**WHAT TO WORK ON:**
The expected output is the exact lines from the one containing "A note to the class: find the asphalt" through the end of the data, inclusive, and nothing else.

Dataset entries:
·····
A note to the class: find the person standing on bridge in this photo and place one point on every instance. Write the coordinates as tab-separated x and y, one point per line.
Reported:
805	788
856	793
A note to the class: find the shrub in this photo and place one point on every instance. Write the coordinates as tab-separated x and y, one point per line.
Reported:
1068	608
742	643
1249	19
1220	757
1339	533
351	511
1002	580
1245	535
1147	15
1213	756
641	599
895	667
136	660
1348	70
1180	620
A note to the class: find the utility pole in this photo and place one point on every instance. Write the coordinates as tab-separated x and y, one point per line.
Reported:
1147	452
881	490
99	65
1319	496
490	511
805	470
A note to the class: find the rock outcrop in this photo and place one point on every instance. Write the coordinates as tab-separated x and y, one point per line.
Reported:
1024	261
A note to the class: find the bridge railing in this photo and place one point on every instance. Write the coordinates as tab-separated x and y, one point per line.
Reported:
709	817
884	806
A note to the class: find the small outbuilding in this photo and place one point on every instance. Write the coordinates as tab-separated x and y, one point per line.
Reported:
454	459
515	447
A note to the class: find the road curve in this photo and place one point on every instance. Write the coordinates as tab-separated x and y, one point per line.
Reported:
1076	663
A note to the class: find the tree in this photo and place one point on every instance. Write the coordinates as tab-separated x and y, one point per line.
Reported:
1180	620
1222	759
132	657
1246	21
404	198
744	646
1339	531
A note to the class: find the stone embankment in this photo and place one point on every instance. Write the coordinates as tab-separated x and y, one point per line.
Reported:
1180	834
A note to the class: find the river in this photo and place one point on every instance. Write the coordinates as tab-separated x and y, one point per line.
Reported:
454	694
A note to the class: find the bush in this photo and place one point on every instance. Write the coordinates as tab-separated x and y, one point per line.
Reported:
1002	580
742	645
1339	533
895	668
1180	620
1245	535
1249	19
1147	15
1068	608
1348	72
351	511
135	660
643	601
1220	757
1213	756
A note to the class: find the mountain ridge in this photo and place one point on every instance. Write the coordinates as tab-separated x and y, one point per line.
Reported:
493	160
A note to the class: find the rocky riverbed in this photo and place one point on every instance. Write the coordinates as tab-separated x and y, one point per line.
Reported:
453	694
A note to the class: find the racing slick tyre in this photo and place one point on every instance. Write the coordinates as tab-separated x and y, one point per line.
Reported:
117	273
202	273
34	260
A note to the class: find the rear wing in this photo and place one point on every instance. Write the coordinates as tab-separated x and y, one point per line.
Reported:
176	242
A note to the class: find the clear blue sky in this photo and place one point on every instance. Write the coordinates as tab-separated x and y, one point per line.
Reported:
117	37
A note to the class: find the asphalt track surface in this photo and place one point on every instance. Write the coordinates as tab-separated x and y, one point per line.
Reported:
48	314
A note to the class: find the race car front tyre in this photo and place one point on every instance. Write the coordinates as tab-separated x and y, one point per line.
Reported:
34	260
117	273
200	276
·····
**ANSWER TO THE PROBLEM:**
A note to the class: find the asphalt track surface in this photo and place one point on every instance. Write the coordinates as tab-separated x and y, one point per line.
Reported:
48	314
A note to the class: find the race car front tyre in this photo and place one point on every instance. Write the coordinates as tab-separated x and y, one point per line.
Reported:
34	260
117	273
200	276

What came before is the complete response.